- **SUPPLIED PASSAGE**
......

After a standby cluster interface goes down, try to connect to the cluster. You can log in to the GUI after the data restore process is complete.

Note

After you complete the data restore process, several services will be in an UNHEALTHY state for an hour (approximately). After all services are able to access their data, the statuses change to HEALTHY.

After you restore the data on the standby cluster, verify the following:

Procedure

Step 1

Prepare a copy of the licenses and compare them to the previous version.

Step 2

Check the availability of all inventory and annotations, and verify IP addresses on the cluster configuration page and site information.

Step 3

The pipelines will initially appear UNHEALTHY until data is ingested. Ensure that all pipelines are active.

Step 4

Ensure that all services display a green status. It may take up to an hour for the status of some services to turn green. Services that require flow data such as pipelines may take the longest because these services wait for the data restore process to complete. It is safe to ignore any issues with the Data Backup service currently.

......

- **INFORMATION PROVIDED**
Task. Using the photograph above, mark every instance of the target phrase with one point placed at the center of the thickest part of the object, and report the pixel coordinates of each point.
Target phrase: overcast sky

......

- **DESCRIPTION OF THE TASK**
According to the standby cluster restore text, which service's issues are safe to ignore at this point?

- **THE RESULT**
The Data Backup service.